**Dataset content**
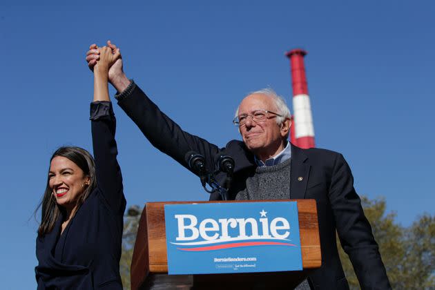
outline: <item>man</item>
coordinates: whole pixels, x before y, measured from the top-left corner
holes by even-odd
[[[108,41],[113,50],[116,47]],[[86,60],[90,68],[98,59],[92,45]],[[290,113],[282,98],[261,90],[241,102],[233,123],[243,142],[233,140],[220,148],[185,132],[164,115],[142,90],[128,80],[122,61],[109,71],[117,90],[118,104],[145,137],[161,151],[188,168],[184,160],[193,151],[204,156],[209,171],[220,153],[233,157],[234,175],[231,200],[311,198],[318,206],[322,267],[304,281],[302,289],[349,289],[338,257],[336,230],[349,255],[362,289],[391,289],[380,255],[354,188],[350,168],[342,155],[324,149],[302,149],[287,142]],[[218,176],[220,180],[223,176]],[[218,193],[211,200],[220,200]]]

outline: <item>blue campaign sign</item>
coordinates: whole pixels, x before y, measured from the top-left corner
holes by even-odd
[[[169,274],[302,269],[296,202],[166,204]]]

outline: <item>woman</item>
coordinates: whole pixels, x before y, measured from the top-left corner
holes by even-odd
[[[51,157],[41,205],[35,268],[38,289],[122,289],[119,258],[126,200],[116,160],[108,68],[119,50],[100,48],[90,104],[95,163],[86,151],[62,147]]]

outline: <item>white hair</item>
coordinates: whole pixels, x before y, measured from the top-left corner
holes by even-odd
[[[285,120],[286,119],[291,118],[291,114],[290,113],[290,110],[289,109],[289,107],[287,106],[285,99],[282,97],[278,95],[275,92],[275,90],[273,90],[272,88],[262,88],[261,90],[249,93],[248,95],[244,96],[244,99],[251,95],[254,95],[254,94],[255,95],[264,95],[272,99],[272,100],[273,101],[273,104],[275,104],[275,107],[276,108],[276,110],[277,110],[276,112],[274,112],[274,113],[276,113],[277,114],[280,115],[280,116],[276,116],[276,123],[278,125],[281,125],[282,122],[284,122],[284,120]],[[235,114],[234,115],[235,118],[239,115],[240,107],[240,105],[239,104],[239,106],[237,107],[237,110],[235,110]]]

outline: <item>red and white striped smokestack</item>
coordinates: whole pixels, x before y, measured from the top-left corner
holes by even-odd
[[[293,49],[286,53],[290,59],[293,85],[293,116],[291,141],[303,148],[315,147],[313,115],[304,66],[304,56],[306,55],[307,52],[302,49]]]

**What you will do**
Set down the stretch of the records from the line that contains "outline: <item>red and" through the end of the records, repeating each line exactly and including both ends.

**Worked answer**
outline: <item>red and white striped smokestack</item>
coordinates: whole pixels, x before y, measured from the top-left corner
holes by even-odd
[[[293,49],[286,53],[290,59],[293,85],[293,116],[291,141],[303,148],[315,147],[313,115],[304,66],[304,56],[306,55],[307,52],[302,49]]]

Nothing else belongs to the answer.